--- ACTIVITY 1 ---
Answer these questions using the building roundup, one answer per line, marked (a), (b) and (c).
(a) How many stories tall is the Roy and Diana Vagelos Education Center?
(b) What does the SFMOMA addition double?
(c) What did Zaha Hadid Architects transform into the new headquarters for the Port of Antwerp?
--- ACTIVITY 2 ---
From the building roundup, extract the passage from "Freelon Adjaye Bond/Smith" to "century Yoruban sculpture.", copying it word for word.
── SOURCE DOCUMENT ──
This visual arts complex is a three dimensional piece of art. Light reaches the center of the building through multiple vertical shafts, while floor plates slide past one another to create projecting balconies and gathering spaces indoors and out.

Photography: Iwan Baan

Freelon Adjaye Bond/Smith Group, National Museum of African American History and Culture, Washington DC


The National Museum of African American History and Culture is perhaps the most symbolically important building of the year. (For space reasons, it’s also likely to be the last museum to be built on the National Mall.) A visitor’s path through the museum’s exhibits—which begin in the building’s subterranean lower levels and ascend, chronologically, toward the upper floors—parallels African Americans’ ascent out of bondage and injustice. Lead designer David Adjaye calls it narrative construction. It’s an architectural approach also embodied in the museum’s façade, a three-tiered, trapezoidal structure inspired by the staggered crown of an early 20th century Yoruban sculpture.

Photography: Alan Karchmer

Diller Scofidio and Renfro, Roy and Diana Vagelos Education Center, New York


Columbia’s medical school had a problem: it lacked a real campus. Diller Scofidio + Renfro came up with a clever solution: a building that served as one. Their 14-story Roy and Diana Vagelos Education Center incorporates classrooms and labs as well as a glassy, interconnected network of social and study spaces known as the study cascade. Oh, and don’t forget the incredible views.

Photography: Iwan Baan

Snohetta, SFMOMA, San Francisco


Snohetta’s gorgeous, glacier-like expansion of the SFMOMA finally opened this year, following a three year renovation. The addition doubles the museum’s exhibition space and includes numerous innovative design touches, including a new grand staircase, location-aware audio guides, and one of the largest living walls in the US.

Photography: Iwan Baan

Zaha Hadid Architects, The Port House, Antwerp


Zaha Hadid Architects transformed a derelict fire station into a mesmerizing new headquarters for the Port of Antwerp. Clear and opaque glass sheets clad the elevated, rippling extension, which hovers above the historic building like a giant gem, flat on one end and pointed on the other.

Photography: Hufton & Crow

wHY, Speed Art Museum, Louisville


wHY’s redesign of Kentucky’s oldest art museum consists of what the firm calls acupuncture architecture—a series of precise interventions meant to modernize and bring new life to what was a rather predictable, if noble, institution. It’s not predictable anymore.

Photography: Rafael Gamo

SOM, United States Courthouse, Los Angeles


Located in the middle of downtown LA, this cube-shaped building is clad with a folded glass facade that reduces heat dramatically and gives the building a gem-like quality. Inside, the courtrooms are organized around a warmly lit atrium that feels anything but institutional.

Photography: David Lena

Herzog & DeMeuron, Hamburg Elbphilharmonie, Hamburg


Ten years in the making, this tent-shaped, mirrored, glass-clad concert hall is perched atop a historic brick warehouse along the Elbe River. The building also contains a chamber music hall, restaurants, terraces, a large raised plaza, apartments, and even a hotel.

Photography: Iwan Baan

Beyer Blinder Belle, Met Breuer, New York


Marcel Breuer’s legendary Whitney Museum was reborn this year as the Met Breuer. The architects at Beyer Blinder Belle have actually improved the space, preserving its patina, restoring concrete, stone, bronze, and wood, and removing unwanted past interventions. Some new exhibitions have broken up the space, but the best ones let the architecture breathe and speak for itself.

Photography: Ed Lederman

Dattner and WXY, Spring Street Salt Shed, New York


This folded, exposed concrete structure evokes the faceted forms of salt crystals. It’s probably the most beautiful building ever created for storing NaCl. Enough said.

Photography: Field Condition

Saitowitz Architects, Raymond G. Perelman Center For Jewish Life, Philadelphia


Brick, it seems, is making a comeback, and no building better illustrates this than the new Raymond G. Perelman Center at Drexel University. Clad with a rich, tactile pattern of red masonry, the four-level building looks surprisingly light inside, thanks to ethereal lighting and large, geometric skylights.
───
── THE DATA ──
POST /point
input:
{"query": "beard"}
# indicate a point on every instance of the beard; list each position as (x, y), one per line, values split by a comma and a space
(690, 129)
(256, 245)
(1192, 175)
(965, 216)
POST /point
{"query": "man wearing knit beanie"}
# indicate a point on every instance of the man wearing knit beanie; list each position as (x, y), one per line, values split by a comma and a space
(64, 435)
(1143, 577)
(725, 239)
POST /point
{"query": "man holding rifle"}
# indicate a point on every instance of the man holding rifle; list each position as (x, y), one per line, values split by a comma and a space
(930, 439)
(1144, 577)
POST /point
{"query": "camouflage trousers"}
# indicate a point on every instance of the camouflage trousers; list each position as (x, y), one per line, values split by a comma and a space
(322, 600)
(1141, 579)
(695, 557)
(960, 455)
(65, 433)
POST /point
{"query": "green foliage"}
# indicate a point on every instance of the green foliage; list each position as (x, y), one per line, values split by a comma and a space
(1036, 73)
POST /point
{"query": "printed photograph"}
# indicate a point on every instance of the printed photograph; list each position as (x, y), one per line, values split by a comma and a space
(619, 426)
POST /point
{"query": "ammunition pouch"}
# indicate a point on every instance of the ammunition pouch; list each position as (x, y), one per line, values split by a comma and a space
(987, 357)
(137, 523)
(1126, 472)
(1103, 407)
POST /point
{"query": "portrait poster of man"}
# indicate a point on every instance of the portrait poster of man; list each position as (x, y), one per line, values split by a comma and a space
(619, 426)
───
── THE DATA ──
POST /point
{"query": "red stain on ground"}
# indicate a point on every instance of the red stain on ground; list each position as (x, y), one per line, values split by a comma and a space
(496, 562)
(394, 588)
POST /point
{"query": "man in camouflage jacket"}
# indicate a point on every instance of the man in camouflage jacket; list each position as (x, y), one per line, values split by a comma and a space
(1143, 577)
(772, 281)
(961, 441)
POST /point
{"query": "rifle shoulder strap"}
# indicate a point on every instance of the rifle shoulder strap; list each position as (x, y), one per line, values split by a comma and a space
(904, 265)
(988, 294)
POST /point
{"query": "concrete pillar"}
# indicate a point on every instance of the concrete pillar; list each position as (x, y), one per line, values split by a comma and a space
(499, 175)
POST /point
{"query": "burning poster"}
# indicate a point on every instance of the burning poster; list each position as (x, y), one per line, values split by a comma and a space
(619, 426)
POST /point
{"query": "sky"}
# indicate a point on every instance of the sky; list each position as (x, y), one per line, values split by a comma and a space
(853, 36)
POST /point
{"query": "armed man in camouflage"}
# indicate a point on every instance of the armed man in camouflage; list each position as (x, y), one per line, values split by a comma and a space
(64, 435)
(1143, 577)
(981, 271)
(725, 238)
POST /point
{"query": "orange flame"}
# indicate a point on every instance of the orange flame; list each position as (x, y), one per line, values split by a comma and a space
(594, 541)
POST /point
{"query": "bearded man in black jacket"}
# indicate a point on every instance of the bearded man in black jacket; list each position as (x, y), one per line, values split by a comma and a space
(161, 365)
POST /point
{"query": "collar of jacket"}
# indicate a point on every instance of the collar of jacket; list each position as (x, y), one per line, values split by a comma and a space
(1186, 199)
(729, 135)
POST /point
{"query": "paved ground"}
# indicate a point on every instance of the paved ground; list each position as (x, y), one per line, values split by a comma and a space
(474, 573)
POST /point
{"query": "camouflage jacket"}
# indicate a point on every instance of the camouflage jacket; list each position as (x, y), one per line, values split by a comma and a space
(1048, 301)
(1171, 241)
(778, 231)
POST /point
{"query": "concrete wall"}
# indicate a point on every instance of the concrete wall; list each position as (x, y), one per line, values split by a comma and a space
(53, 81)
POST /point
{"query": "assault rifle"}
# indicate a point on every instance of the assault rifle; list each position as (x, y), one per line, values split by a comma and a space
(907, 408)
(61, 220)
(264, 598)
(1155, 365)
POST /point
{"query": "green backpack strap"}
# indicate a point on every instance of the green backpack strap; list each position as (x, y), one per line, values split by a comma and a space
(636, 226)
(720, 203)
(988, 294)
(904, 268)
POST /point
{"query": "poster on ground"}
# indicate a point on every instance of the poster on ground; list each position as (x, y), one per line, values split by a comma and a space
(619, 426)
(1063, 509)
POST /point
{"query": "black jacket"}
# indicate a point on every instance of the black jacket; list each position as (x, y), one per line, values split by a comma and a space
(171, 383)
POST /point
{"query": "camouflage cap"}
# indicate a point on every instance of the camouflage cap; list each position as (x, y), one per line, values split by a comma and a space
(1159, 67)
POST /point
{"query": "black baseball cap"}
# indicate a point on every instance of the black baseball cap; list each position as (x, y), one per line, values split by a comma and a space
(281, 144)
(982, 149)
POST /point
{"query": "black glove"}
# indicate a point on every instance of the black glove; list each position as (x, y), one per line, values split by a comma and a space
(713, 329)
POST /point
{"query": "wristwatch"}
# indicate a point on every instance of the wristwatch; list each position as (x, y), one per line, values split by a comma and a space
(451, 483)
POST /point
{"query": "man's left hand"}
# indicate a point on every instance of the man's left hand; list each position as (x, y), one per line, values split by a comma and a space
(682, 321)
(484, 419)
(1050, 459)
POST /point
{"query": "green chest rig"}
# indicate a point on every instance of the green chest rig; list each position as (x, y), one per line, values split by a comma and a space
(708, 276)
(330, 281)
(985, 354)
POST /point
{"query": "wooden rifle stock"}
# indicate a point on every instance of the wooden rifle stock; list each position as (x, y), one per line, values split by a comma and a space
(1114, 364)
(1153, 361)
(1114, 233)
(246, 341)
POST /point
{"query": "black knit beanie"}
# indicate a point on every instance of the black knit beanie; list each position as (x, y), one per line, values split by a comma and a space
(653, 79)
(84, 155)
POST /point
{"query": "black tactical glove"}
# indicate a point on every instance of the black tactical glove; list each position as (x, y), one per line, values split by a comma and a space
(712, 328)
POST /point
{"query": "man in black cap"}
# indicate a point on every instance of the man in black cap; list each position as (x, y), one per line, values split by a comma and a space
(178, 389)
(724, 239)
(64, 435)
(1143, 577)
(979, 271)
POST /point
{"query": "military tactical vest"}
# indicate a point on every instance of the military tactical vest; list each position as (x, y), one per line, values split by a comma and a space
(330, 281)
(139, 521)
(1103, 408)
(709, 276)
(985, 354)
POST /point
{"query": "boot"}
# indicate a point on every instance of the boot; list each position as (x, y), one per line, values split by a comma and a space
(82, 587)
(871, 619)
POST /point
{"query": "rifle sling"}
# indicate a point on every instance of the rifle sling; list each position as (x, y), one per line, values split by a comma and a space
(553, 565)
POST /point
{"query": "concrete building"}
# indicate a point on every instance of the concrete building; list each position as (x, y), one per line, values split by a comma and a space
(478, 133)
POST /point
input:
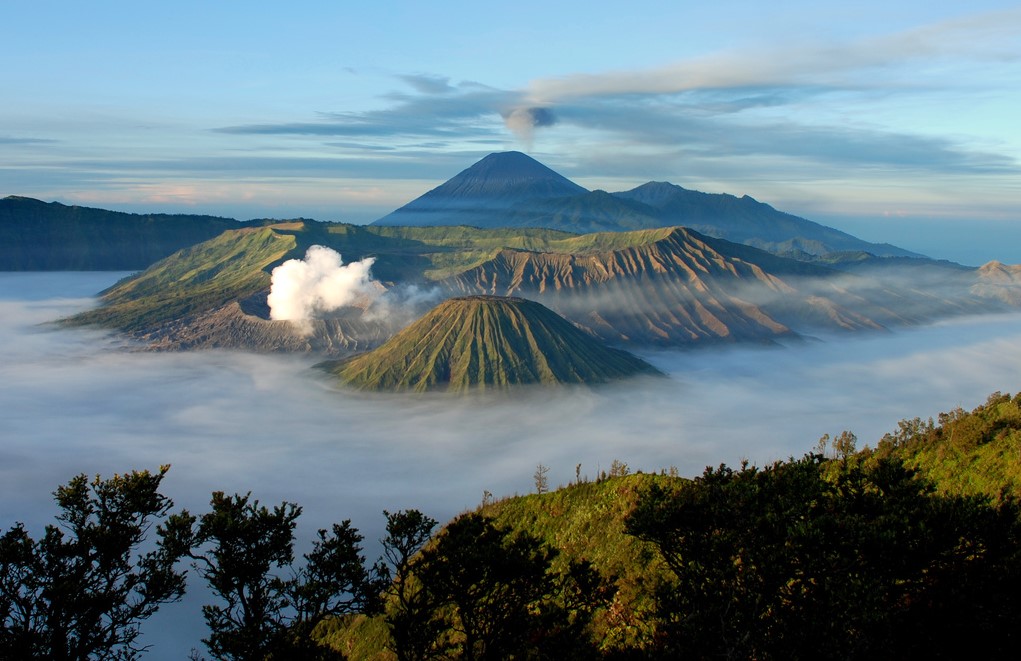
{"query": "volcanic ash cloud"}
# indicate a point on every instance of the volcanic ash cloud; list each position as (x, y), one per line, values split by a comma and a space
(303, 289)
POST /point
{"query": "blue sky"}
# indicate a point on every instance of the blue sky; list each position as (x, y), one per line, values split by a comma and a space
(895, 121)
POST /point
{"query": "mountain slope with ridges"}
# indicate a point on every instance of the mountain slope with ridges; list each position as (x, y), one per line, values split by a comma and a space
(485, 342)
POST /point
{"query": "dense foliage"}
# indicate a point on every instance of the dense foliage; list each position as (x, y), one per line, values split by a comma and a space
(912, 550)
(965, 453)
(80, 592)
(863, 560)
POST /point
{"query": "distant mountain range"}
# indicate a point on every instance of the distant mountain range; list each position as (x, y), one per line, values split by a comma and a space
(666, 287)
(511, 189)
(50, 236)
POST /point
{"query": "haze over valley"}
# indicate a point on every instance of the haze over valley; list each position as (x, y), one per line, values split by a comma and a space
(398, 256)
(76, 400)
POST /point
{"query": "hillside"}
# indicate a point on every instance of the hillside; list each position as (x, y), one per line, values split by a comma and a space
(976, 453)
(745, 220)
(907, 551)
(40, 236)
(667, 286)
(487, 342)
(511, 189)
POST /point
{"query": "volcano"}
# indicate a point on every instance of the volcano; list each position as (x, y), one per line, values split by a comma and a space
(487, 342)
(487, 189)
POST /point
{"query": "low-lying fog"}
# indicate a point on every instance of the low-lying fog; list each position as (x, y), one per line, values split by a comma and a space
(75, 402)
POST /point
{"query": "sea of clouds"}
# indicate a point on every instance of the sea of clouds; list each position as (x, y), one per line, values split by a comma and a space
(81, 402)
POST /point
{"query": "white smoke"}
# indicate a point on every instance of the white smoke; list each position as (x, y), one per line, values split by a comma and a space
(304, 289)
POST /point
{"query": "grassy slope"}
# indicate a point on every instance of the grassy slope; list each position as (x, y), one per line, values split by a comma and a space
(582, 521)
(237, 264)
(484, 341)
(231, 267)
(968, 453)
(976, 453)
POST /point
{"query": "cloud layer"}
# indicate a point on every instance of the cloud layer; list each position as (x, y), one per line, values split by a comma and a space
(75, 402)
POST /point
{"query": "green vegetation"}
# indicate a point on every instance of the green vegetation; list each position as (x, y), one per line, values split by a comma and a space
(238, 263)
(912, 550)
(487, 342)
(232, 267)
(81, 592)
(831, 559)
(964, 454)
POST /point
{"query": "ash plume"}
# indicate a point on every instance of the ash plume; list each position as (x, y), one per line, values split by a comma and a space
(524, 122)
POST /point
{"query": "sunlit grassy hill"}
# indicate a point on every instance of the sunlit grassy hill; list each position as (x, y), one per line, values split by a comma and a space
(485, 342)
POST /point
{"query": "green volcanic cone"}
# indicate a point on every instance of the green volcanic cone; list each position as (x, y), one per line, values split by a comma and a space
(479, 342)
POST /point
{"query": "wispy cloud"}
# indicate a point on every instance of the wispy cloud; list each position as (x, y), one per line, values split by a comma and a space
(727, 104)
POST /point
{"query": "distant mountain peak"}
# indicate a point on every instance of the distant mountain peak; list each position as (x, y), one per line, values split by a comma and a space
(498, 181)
───
--- EXPECTED ANSWER 1 ---
(a) 14 stories
(b) The museum's exhibition space
(c) A derelict fire station

--- EXPECTED ANSWER 2 ---
Freelon Adjaye Bond/Smith Group, National Museum of African American History and Culture, Washington DC


The National Museum of African American History and Culture is perhaps the most symbolically important building of the year. (For space reasons, it’s also likely to be the last museum to be built on the National Mall.) A visitor’s path through the museum’s exhibits—which begin in the building’s subterranean lower levels and ascend, chronologically, toward the upper floors—parallels African Americans’ ascent out of bondage and injustice. Lead designer David Adjaye calls it narrative construction. It’s an architectural approach also embodied in the museum’s façade, a three-tiered, trapezoidal structure inspired by the staggered crown of an early 20th century Yoruban sculpture.